[Records from a data collection]
* START *

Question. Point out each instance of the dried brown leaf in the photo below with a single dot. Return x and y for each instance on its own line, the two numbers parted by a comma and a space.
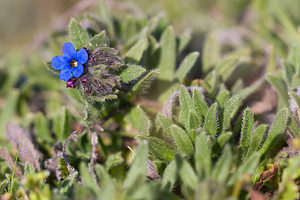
267, 175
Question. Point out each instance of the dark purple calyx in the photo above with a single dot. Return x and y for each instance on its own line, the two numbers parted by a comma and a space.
71, 83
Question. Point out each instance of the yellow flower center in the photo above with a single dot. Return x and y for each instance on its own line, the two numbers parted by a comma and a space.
74, 63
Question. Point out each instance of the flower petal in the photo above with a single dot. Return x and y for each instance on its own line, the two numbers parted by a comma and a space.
65, 75
69, 50
59, 62
77, 71
82, 56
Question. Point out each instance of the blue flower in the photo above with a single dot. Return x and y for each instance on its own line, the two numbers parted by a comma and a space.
71, 64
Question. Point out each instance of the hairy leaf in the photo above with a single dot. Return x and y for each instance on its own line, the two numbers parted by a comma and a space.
167, 58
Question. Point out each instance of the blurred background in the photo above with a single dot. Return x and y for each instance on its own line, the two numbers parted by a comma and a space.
23, 21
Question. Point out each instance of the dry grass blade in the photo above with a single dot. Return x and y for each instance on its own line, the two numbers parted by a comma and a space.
28, 153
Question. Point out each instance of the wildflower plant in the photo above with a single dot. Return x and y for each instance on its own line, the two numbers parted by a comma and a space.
135, 109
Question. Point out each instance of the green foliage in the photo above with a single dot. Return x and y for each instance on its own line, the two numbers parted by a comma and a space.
156, 120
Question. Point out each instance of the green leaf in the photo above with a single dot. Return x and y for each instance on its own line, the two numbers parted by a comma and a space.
210, 123
167, 59
183, 40
223, 165
136, 52
98, 41
170, 176
113, 160
295, 97
199, 104
186, 66
138, 169
246, 133
289, 71
248, 166
62, 124
78, 35
246, 92
222, 98
186, 172
145, 82
159, 148
293, 56
164, 122
230, 109
293, 125
214, 83
131, 72
181, 140
202, 155
194, 123
280, 87
186, 105
139, 120
257, 138
211, 53
220, 142
278, 128
88, 179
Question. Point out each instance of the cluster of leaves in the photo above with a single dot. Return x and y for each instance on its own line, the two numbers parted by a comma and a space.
198, 141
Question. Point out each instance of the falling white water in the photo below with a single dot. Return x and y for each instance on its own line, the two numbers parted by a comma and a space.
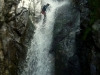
39, 61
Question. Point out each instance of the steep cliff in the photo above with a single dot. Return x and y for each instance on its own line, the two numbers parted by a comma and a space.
16, 32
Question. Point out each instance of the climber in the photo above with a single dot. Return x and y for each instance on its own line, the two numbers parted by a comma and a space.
44, 9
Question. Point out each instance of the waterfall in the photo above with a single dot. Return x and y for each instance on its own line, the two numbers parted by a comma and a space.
39, 61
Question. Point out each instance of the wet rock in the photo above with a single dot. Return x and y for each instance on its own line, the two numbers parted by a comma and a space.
96, 33
14, 29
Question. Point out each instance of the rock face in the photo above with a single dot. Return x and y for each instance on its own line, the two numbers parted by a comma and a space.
15, 27
84, 58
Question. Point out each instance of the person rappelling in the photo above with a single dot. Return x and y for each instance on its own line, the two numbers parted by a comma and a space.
44, 11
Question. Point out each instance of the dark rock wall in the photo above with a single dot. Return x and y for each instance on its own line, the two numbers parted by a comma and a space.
16, 32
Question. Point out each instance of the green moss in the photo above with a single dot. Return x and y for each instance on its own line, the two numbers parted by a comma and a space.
87, 31
94, 6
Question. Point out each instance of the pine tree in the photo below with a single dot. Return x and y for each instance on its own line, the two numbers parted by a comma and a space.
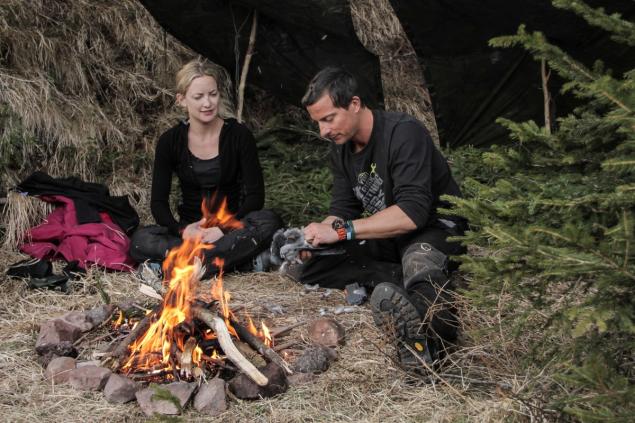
555, 213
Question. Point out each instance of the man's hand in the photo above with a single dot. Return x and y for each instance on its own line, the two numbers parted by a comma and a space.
212, 234
320, 234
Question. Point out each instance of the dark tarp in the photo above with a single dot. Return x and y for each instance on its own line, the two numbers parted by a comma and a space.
472, 84
295, 39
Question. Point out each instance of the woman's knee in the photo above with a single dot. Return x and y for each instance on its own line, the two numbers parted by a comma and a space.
151, 243
266, 221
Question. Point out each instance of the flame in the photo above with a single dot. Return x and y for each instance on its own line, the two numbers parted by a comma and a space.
156, 348
117, 324
266, 335
222, 218
197, 354
263, 333
163, 342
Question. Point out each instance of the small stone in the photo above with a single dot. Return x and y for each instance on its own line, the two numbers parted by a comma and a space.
59, 369
300, 378
326, 332
99, 314
53, 333
119, 389
79, 319
211, 398
89, 378
244, 388
52, 351
153, 399
315, 359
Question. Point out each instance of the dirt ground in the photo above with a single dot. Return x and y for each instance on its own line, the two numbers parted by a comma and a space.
362, 385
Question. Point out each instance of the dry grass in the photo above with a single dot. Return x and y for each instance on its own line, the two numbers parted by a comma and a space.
83, 80
363, 385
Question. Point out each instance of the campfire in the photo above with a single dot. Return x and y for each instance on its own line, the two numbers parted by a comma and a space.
189, 335
191, 345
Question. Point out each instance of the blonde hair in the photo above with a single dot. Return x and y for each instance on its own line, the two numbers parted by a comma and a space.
203, 67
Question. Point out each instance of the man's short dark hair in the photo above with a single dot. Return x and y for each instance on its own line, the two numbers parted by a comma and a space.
340, 85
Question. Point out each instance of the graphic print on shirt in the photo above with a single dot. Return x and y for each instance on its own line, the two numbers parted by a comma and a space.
369, 190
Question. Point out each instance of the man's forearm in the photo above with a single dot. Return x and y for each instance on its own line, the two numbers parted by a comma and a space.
329, 219
388, 223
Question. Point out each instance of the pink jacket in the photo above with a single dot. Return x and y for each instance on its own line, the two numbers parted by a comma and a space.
103, 244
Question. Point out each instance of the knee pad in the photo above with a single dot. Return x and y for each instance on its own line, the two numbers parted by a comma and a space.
421, 262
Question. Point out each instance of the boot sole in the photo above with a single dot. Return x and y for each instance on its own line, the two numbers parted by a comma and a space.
398, 318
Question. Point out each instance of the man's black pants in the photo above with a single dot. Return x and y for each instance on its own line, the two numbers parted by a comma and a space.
417, 262
237, 248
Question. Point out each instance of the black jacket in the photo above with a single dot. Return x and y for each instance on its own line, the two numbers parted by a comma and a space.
400, 165
90, 198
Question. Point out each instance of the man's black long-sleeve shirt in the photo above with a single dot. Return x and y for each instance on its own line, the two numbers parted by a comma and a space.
399, 166
241, 180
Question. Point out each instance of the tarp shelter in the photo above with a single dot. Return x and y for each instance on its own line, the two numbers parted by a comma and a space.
471, 83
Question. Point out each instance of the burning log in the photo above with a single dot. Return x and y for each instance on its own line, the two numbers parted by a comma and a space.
217, 324
122, 348
186, 357
259, 346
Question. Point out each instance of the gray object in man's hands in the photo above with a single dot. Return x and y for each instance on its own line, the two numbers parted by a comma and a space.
288, 243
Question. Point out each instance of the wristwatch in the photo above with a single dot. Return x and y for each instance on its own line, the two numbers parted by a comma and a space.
338, 226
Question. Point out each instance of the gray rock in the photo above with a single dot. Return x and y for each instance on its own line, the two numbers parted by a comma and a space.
315, 359
99, 314
59, 369
89, 378
245, 388
300, 378
119, 389
211, 398
79, 319
52, 351
167, 399
95, 363
326, 332
55, 332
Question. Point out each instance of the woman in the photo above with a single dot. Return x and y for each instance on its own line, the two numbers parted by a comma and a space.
215, 159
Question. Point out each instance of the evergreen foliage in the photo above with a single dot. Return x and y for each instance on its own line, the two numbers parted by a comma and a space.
554, 213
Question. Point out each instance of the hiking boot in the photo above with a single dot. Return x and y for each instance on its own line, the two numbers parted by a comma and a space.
400, 320
33, 268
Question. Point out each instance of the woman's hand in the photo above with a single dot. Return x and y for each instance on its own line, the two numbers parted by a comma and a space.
212, 235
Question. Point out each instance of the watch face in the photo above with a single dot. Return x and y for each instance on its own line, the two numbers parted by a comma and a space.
337, 224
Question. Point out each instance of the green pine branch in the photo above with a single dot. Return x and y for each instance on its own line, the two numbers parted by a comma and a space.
623, 30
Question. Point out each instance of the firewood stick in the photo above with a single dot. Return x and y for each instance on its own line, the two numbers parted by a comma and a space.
224, 339
259, 346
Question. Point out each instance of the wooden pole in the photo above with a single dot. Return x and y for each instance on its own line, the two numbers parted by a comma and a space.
245, 70
544, 73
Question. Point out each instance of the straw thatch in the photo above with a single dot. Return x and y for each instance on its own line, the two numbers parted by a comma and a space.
85, 82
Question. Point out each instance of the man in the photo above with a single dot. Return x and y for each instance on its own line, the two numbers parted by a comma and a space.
387, 180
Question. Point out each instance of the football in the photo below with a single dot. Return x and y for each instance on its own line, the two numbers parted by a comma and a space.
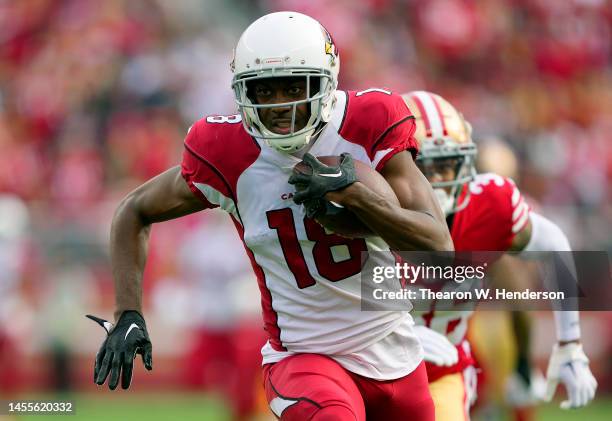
346, 223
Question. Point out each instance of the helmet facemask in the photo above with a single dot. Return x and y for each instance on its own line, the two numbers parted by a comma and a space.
320, 86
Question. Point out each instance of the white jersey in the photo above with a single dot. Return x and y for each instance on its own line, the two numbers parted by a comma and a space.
309, 279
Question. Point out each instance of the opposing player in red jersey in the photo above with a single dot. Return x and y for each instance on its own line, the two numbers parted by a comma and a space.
485, 212
324, 359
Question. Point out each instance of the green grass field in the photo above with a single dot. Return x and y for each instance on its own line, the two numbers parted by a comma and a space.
189, 406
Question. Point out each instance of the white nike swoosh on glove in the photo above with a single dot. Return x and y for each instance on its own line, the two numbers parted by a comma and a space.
132, 326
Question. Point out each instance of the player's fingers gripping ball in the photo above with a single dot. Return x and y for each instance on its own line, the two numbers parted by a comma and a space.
312, 178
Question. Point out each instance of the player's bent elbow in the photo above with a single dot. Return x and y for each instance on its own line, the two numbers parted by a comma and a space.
129, 210
445, 243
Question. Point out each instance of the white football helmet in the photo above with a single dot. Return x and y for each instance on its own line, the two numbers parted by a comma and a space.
443, 133
286, 44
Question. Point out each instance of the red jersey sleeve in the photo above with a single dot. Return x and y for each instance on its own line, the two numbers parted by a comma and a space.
495, 213
196, 171
381, 122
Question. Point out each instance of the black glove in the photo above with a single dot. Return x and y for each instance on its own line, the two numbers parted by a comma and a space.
123, 341
323, 179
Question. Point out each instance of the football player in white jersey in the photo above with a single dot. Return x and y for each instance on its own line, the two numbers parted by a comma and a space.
324, 359
485, 212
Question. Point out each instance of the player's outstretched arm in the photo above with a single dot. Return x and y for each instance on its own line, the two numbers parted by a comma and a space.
418, 224
164, 197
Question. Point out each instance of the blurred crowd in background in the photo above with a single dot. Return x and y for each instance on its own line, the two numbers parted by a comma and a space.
96, 97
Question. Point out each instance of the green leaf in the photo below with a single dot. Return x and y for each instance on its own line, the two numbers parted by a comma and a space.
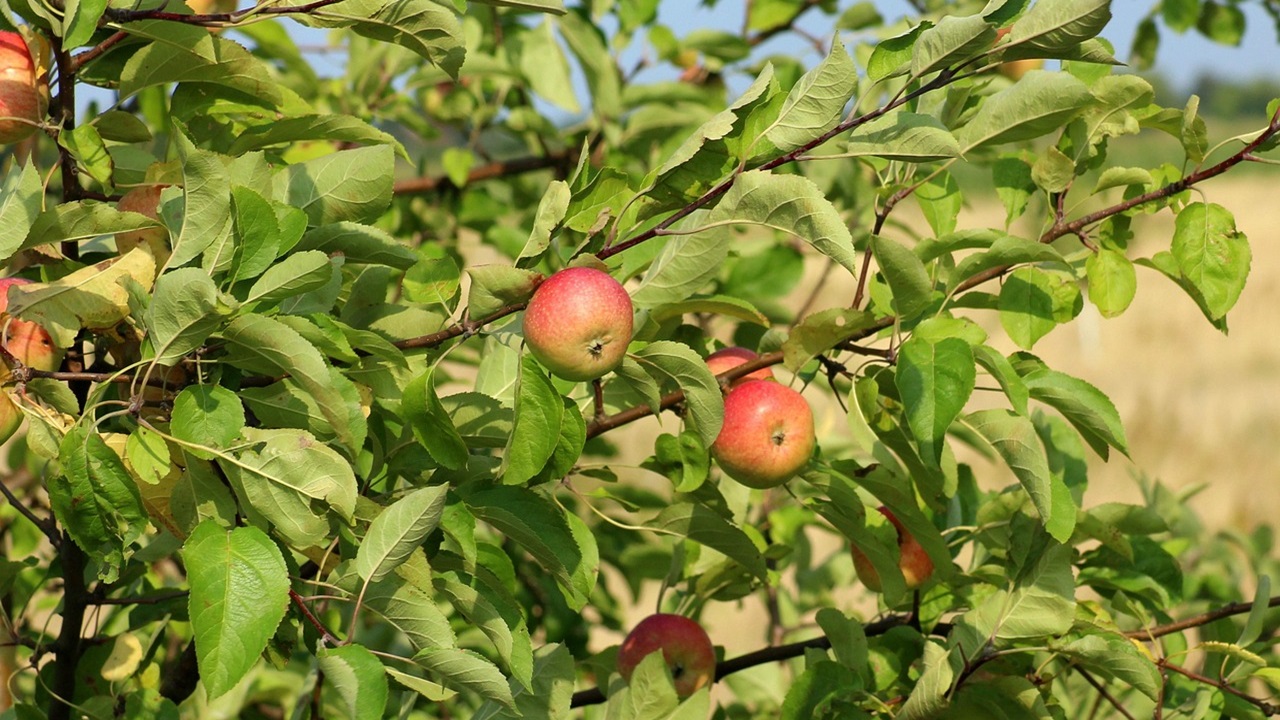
333, 128
548, 695
688, 261
534, 437
545, 532
1052, 27
291, 481
147, 455
82, 19
551, 214
410, 607
1083, 405
707, 527
819, 682
432, 424
398, 531
935, 381
1042, 601
588, 44
951, 41
268, 346
909, 137
183, 313
1016, 442
357, 244
1116, 657
86, 145
789, 204
511, 641
704, 404
467, 670
206, 201
188, 54
296, 274
359, 678
1112, 281
494, 287
905, 274
816, 103
545, 68
430, 30
350, 185
91, 297
96, 501
846, 636
240, 589
1036, 105
822, 331
21, 200
1211, 255
891, 55
1002, 370
1034, 301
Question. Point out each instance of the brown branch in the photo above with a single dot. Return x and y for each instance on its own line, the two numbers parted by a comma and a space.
942, 80
464, 328
1104, 693
119, 16
595, 696
46, 527
497, 169
1202, 619
1266, 707
329, 638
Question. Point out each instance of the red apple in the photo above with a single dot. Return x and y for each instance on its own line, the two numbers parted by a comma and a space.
915, 564
767, 436
684, 645
730, 358
26, 341
21, 101
31, 345
579, 323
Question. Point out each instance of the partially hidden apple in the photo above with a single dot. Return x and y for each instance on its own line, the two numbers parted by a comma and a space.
579, 323
144, 200
731, 358
684, 643
31, 345
22, 104
915, 564
767, 436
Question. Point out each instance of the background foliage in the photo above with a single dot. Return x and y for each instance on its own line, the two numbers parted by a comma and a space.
297, 463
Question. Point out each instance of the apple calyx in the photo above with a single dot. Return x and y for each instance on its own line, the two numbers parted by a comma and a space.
767, 436
685, 647
579, 323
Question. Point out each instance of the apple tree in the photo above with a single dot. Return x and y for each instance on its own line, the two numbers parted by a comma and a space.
292, 446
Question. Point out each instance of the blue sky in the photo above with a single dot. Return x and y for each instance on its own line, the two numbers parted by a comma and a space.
1180, 59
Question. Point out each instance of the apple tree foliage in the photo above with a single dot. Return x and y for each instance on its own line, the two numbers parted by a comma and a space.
298, 464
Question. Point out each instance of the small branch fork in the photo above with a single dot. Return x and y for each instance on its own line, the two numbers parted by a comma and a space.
775, 654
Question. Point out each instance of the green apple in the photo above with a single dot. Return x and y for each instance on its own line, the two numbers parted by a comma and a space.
684, 645
767, 436
579, 323
915, 564
731, 358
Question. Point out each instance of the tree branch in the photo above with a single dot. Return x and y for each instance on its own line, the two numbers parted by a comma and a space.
595, 696
496, 169
1202, 619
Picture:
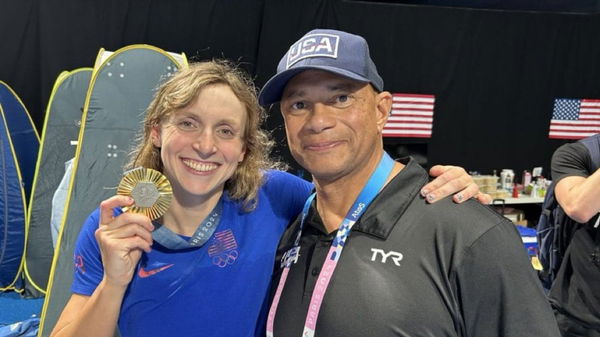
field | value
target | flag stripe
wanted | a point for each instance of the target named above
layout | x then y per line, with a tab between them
574	118
411	116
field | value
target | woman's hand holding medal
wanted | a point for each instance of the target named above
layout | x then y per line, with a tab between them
143	195
122	239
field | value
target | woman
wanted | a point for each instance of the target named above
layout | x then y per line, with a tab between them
202	131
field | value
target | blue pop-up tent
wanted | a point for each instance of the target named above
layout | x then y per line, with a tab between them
59	140
19	145
121	87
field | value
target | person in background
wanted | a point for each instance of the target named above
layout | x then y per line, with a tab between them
575	293
204	268
368	256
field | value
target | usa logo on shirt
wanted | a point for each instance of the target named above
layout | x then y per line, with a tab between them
223	249
313	45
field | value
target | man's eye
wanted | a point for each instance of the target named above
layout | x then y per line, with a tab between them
343	101
343	98
298	105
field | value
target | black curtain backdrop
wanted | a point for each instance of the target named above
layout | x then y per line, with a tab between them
495	73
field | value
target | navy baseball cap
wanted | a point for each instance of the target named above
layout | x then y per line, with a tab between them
330	50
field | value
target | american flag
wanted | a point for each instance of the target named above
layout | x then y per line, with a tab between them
412	116
575	118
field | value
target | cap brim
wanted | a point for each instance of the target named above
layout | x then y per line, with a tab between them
272	90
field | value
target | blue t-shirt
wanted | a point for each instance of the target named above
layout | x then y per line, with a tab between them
219	289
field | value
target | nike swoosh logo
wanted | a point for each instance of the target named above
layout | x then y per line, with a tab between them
143	273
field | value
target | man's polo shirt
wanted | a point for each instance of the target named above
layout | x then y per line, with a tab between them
410	268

* END *

-- Problem requirements --
Count how many lines in the records contain the word "logo", matching case exactly, and reply with only that number.

-- Finished answer --
2